Hazeltine grew from Minikahda's roots
- Article by: SID HARTMAN
- Star Tribune
- August 15, 2009 - 11:33 PM
It was in the early 1950s when Totton P. Heffelfinger, a giant in the grain business and one of the top officials in the Minikahda Club, came up with the idea of selling the very valuable land where the golf course was located across from Lake Calhoun and building a new golf club in Chaska that turned out to be Hazeltine National.
The historic clubhouse would remain, but the golf course land would be sold and, being in such a great location in the city and overlooking the lake, would raise enough money to build the new club in the western suburbs.
Heffelfinger worked hard to get the votes from Minikahda members to make the move. But he failed, and his group was stuck with the land it had bought that today is the site of this weekend's 2009 PGA Championship.
Heffelfinger, president of the U.S. Golf Association from 1952 to 1953, wanted to build a course that would be a host of major championships, which were becoming larger events. Minikahda had been the host of the 1916 U.S. Open and the 1927 U.S. Amateur (won by Bobby Jones).

Given task
Please rewrite the paragraph of the Hazeltine article that begins "Heffelfinger, president of the U.S. Golf Association" as a short list that keeps its main facts.

Supplied information
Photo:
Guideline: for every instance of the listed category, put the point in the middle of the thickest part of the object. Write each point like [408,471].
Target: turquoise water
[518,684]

Result for this task
- Heffelfinger was president of the U.S. Golf Association from 1952 to 1953.
- He wanted to build a course that would host major championships, which were becoming larger events.
- Minikahda had hosted the 1916 U.S. Open and the 1927 U.S. Amateur, which Bobby Jones won.